━━━ Information shown ━━━

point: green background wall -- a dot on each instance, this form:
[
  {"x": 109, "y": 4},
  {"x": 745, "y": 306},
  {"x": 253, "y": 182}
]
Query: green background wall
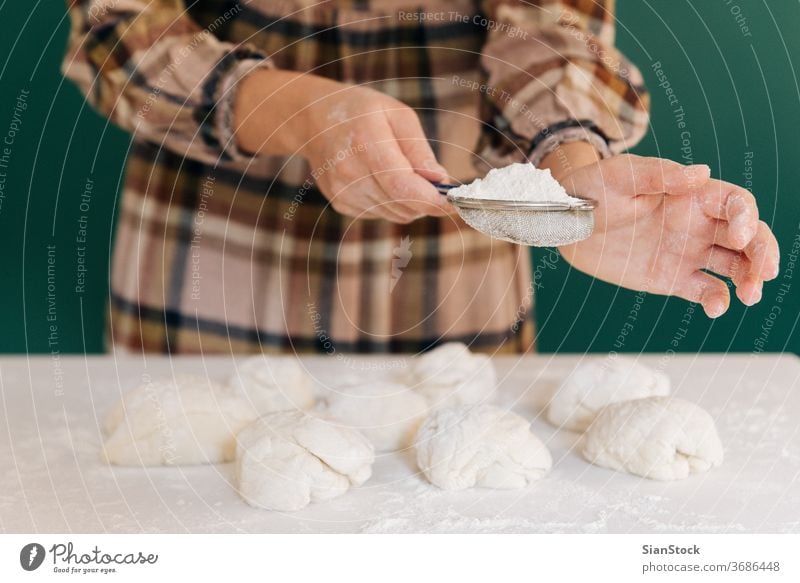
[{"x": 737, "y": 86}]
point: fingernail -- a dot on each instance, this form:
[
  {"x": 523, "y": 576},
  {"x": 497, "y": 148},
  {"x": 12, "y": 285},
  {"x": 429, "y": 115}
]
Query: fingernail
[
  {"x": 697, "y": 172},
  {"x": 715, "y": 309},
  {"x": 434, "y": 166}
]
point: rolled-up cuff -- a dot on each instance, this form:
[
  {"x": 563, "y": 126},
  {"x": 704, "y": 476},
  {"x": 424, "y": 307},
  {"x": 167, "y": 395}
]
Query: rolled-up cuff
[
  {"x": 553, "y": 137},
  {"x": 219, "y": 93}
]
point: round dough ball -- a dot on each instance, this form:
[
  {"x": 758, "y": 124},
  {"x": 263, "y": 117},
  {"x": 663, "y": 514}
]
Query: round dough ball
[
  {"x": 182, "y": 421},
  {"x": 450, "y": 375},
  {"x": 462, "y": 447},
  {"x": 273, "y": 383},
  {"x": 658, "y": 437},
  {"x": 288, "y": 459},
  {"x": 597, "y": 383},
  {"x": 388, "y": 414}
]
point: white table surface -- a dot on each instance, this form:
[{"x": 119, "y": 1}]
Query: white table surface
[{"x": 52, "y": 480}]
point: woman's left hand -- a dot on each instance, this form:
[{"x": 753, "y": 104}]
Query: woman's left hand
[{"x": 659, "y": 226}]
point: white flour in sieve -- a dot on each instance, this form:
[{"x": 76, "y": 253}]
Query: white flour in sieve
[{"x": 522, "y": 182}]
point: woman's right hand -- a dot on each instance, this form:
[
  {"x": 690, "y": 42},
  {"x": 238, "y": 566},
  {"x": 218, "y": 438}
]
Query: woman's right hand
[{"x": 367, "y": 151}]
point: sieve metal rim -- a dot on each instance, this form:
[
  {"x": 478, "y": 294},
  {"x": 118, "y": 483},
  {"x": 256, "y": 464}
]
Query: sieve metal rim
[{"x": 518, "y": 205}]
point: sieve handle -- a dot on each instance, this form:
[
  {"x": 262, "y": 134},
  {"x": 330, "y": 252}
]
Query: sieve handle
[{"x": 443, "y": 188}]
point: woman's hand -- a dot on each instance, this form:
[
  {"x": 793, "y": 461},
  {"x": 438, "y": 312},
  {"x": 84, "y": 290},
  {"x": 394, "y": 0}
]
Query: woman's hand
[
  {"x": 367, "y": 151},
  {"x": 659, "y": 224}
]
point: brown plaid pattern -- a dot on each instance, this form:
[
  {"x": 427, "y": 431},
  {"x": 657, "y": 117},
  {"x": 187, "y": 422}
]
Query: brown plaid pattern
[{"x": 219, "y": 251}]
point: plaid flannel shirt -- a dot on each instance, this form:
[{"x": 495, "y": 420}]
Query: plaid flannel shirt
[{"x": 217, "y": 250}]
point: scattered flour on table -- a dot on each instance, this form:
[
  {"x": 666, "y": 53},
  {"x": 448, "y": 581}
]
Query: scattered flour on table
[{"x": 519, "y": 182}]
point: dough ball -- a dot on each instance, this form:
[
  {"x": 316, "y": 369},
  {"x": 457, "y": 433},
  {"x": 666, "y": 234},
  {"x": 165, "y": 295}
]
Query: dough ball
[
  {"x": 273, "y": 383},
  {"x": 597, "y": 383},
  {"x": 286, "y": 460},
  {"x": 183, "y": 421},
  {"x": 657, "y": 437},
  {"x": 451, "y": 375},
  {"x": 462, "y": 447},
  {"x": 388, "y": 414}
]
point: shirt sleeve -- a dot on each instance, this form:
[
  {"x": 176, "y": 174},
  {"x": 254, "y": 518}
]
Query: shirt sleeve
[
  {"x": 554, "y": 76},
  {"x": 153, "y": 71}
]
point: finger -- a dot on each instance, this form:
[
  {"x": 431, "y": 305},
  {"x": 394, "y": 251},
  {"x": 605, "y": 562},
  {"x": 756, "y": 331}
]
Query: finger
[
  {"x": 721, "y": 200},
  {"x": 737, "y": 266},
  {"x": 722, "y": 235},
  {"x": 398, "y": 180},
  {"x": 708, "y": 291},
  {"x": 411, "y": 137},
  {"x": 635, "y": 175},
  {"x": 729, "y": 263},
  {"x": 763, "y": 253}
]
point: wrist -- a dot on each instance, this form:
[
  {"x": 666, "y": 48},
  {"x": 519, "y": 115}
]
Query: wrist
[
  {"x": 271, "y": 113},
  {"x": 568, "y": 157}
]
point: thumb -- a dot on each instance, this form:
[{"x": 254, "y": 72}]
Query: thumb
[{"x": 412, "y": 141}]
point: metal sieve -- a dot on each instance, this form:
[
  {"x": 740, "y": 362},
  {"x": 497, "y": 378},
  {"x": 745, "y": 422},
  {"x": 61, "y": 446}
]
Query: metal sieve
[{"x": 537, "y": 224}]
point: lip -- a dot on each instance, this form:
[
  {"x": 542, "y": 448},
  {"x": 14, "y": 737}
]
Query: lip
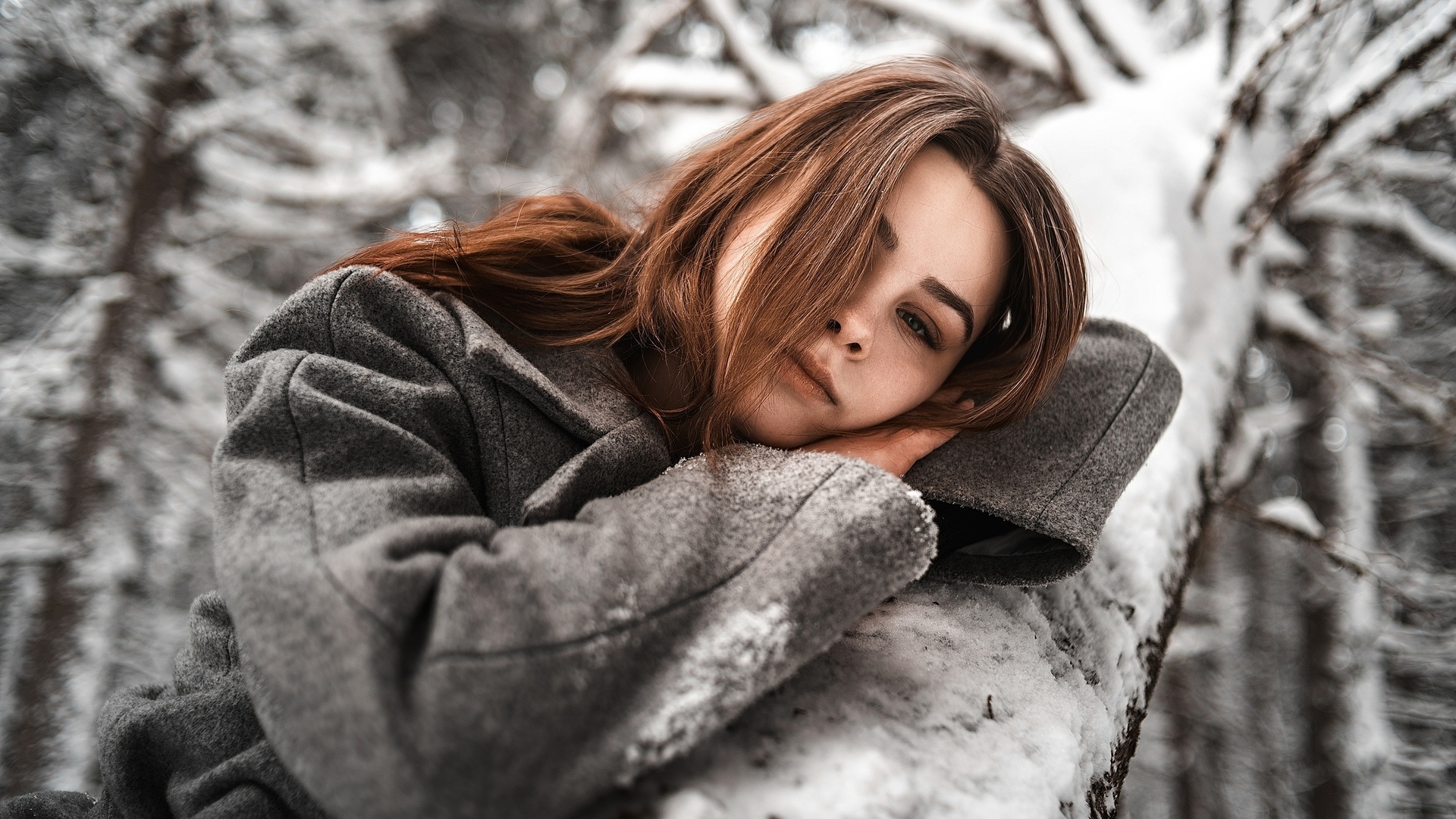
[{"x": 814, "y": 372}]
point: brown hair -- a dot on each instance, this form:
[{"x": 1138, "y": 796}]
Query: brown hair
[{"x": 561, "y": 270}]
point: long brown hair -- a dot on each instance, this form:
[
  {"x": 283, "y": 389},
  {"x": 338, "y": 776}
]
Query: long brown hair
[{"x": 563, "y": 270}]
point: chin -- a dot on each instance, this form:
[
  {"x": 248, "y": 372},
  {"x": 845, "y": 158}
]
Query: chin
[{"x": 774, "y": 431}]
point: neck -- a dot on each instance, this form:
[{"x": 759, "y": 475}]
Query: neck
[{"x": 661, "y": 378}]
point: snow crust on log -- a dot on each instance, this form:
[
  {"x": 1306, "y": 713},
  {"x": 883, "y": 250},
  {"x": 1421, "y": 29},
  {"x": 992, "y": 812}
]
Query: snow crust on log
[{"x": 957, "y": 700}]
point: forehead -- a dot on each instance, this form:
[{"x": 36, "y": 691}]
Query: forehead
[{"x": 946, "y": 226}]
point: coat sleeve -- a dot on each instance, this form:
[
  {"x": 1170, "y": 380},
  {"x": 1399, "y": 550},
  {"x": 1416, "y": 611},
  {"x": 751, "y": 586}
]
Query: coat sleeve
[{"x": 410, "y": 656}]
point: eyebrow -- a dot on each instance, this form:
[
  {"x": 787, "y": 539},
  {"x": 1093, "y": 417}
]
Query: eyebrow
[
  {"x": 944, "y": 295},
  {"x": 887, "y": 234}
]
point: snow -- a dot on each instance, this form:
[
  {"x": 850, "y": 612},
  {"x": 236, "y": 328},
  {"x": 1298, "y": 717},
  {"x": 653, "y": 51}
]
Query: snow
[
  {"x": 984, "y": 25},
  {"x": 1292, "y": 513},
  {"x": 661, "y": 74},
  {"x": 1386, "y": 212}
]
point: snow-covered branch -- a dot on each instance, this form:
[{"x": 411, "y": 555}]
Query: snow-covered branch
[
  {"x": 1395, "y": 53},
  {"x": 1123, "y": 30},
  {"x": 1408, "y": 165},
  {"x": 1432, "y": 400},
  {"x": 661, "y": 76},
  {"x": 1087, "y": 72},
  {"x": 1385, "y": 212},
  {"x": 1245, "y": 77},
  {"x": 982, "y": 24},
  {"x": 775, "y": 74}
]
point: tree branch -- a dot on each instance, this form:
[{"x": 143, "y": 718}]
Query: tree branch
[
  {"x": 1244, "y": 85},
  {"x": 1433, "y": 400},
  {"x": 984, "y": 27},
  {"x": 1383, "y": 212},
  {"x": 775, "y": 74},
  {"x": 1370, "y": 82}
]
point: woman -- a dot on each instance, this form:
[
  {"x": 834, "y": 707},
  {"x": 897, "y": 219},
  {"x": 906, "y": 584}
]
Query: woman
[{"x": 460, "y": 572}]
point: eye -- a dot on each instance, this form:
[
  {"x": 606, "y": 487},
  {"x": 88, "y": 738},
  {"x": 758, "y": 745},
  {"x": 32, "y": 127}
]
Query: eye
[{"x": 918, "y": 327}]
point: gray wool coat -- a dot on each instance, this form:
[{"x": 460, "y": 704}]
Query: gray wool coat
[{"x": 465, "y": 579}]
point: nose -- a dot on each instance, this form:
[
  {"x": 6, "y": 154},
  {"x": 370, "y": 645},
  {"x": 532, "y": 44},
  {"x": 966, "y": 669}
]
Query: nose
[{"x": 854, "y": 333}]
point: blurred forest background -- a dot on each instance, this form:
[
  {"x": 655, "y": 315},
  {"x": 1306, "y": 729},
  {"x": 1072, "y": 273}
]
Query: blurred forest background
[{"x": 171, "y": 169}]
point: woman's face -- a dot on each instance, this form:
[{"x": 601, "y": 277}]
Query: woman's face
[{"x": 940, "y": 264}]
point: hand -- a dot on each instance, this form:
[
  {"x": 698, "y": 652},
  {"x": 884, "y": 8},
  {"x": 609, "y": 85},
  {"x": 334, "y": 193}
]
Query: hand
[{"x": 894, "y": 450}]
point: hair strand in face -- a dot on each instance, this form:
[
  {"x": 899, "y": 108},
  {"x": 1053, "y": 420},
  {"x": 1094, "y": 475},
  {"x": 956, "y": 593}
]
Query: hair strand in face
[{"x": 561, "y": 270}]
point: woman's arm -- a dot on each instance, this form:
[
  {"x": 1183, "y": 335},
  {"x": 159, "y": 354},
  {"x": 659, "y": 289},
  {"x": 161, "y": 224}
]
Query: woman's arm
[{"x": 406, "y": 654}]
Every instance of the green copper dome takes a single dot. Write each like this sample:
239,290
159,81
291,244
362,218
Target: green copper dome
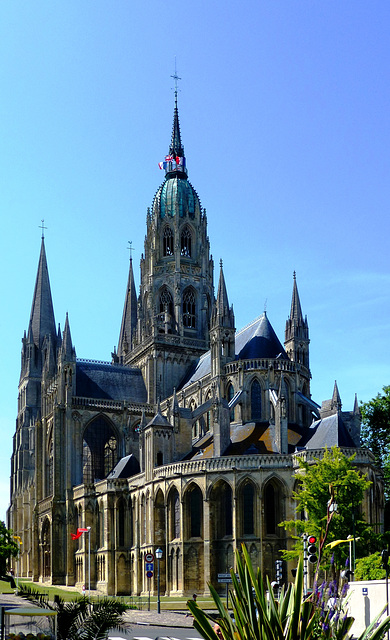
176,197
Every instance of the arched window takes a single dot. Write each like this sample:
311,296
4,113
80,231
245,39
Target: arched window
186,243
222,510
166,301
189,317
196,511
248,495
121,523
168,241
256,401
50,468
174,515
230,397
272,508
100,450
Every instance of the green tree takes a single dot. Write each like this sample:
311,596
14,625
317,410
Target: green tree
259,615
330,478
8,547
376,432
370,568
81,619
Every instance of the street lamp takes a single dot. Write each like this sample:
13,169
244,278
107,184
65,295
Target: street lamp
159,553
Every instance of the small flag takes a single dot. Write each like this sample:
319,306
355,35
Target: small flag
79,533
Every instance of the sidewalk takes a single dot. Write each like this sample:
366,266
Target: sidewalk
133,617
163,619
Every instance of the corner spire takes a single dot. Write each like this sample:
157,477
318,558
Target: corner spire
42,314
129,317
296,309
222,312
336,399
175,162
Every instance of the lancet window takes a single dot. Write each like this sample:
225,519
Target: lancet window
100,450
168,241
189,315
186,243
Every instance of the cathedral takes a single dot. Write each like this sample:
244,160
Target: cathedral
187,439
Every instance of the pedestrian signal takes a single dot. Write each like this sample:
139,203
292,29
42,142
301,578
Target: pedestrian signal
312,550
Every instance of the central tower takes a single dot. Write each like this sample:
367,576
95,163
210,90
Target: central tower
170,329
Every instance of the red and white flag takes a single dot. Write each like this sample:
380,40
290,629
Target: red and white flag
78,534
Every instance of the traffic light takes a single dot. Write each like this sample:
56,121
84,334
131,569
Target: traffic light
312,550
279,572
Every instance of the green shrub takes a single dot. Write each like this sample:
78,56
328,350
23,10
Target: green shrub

━━━

Exercise aim = Only one number is wanted: how many lines of the listing above hold the word "shrub".

Solution for this exercise = 2